• [Tasks and exercises]:
a) Name every Act of Parliament mentioned in the editor's note.
b) According to the editor's note, on what date did the Surrogacy Act commence?

• [Text block]:
# # # # #

Unreported Citation:

[2014] QSC 111

EDITOR'S NOTE

In this matter, the Court was presented with an application for orders under the Status of Children Act 1978 that a person, referred to as “B” is a legal parent of two children born to the biological mother, “A”, using sperm from a known donor.  B and A were in a same sex relationship.  Further orders were sought that the Register of Births be corrected to show B and A as the parents of the two children.  The application followed certain legislative changes in 2010 to recognise retrospectively that the two women, and the children which they had planned, have the same rights as if they had been born to a heterosexual couple using donated gametes.  It was not in dispute that C was the donor of the sperm and the biological father of each child.  Unrepresented, C appeared at the hearing of the application and indicated that he would abide the order of the Court, but he did not consent to the orders. He had not been in any relationship with the biological mother nor with B.  He had been contacted through a “gay community website” in A and B’s local area.  At the time of the birth of the first child, same sex de facto relationships were not recognised by State or Commonwealth law.  Consequently, there was no method by which B could have been recorded as a parent on the certificate.  A claimed that she named C as the father on the child’s birth certificate because her failure to do so would have adversely affected her social security benefits.

Ann Lyons J was required to apply the provisions of the Surrogacy Act which commenced on 1 June 2010 and which had made significant changes to the Status of Children Act and the Births, Deaths and Marriages Registration Act 2003.  The Surrogacy Act provides that persons in the position of the applicants were capable of being registered as “mother” and “parent” of the child and that the donor male was to have no rights or liabilities with respect to the child.  It would appear that an irrebuttable presumption is imposed by s 19C of that Act to the effect that the de facto couple are the parents of the child.  By reason of the Status of Children Act the provisions of the Surrogacy Act applied to de facto couples.  Under the Births, Deaths and Marriages Registration Act a rebuttable presumption arose to the effect that the persons named on the birth certificate were the parents of the child.  By an unusual provision in s 30 of the Status of Children Act it was provided that where two conflicting presumptions arise, it is for the Court to determine which presumption is “most likely to be correct”. 

It was held that the presumption that the de facto same sex couple were the parents of the children was more likely to be the correct presumption.  Given the above, and holding that the Register of Births, Deaths and Marriages should be “complete and accurate” it was ordered that the children’s birth certificates should show the de facto same sex couple as the parents of the children and that there should be no reference to C who was the biological father.  It was recognised that the Register under the Act was not a register of genetic material.

# # # # #

• [Data under study]:
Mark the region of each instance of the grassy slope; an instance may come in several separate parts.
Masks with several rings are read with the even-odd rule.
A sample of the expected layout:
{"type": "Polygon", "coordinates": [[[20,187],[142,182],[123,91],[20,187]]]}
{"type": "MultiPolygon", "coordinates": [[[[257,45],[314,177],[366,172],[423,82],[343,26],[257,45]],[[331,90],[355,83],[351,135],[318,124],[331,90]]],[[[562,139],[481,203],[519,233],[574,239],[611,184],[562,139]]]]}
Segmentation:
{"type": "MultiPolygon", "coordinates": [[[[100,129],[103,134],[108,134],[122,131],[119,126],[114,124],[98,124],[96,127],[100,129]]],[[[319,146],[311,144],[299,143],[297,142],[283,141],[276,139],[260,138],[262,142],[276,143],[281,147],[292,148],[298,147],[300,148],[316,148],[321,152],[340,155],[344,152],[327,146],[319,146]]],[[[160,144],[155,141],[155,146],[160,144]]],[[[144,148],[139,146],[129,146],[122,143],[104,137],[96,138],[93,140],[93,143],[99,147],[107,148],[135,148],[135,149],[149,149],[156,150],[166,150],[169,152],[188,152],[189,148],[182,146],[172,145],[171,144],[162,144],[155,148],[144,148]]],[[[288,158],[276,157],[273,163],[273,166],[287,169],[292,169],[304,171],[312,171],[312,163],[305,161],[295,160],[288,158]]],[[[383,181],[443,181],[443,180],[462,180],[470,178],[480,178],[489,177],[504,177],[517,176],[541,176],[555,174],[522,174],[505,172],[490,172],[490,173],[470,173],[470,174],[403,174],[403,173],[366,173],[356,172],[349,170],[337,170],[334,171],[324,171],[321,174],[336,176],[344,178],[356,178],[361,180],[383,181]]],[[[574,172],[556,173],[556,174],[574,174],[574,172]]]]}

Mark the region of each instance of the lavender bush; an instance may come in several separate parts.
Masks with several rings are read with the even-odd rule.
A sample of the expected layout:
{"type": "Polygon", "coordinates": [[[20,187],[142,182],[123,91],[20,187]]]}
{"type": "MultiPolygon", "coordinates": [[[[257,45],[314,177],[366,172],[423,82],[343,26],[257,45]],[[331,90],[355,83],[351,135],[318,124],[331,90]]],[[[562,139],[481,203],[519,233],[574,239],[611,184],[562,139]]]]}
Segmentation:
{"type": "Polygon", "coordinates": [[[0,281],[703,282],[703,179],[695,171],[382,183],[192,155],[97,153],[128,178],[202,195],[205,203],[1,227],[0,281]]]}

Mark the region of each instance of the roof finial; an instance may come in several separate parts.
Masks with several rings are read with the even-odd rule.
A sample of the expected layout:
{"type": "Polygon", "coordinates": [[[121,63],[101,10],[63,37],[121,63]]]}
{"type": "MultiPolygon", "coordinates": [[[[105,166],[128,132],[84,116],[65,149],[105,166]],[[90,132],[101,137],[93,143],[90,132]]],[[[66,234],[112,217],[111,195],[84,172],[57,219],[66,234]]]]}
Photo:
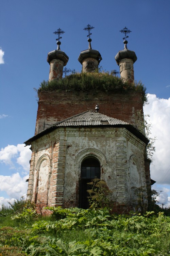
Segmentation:
{"type": "Polygon", "coordinates": [[[99,112],[99,107],[98,105],[97,105],[95,107],[95,110],[96,112],[99,112]]]}
{"type": "Polygon", "coordinates": [[[126,45],[128,42],[126,40],[126,38],[128,38],[129,37],[129,36],[128,35],[126,35],[126,34],[130,33],[131,32],[132,32],[132,31],[131,31],[130,30],[128,29],[128,28],[126,28],[126,27],[125,27],[123,29],[122,29],[119,31],[120,32],[121,32],[121,33],[123,33],[123,34],[125,34],[125,37],[123,38],[123,39],[124,40],[124,41],[123,41],[123,43],[124,44],[124,48],[127,49],[128,48],[127,48],[126,45]]]}
{"type": "Polygon", "coordinates": [[[55,31],[55,32],[53,32],[53,34],[58,34],[58,38],[56,38],[56,40],[57,42],[57,44],[58,45],[57,49],[58,51],[61,51],[60,50],[60,45],[61,44],[61,42],[60,41],[60,39],[61,38],[62,38],[62,37],[60,37],[60,34],[63,34],[64,33],[65,33],[63,30],[62,30],[61,29],[59,28],[56,31],[55,31]]]}
{"type": "Polygon", "coordinates": [[[91,42],[92,41],[92,40],[90,38],[90,35],[91,34],[91,33],[90,33],[90,31],[91,30],[91,29],[92,29],[93,28],[95,28],[94,27],[92,27],[92,26],[91,26],[90,25],[89,25],[89,24],[88,24],[88,25],[87,25],[86,28],[85,28],[83,29],[84,30],[88,30],[88,34],[87,35],[87,37],[88,37],[88,41],[89,42],[88,44],[88,48],[89,49],[92,49],[91,48],[91,42]]]}

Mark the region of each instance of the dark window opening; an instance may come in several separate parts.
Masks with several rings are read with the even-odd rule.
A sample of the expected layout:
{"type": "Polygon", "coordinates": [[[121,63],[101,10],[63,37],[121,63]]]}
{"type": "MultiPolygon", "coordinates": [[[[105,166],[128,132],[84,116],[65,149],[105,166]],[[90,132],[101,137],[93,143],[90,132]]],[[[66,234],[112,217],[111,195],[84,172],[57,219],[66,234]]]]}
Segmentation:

# # # # #

• [Responses by task]:
a)
Status of Children Act 1978
Surrogacy Act
Births, Deaths and Marriages Registration Act 2003

b) 1 June 2010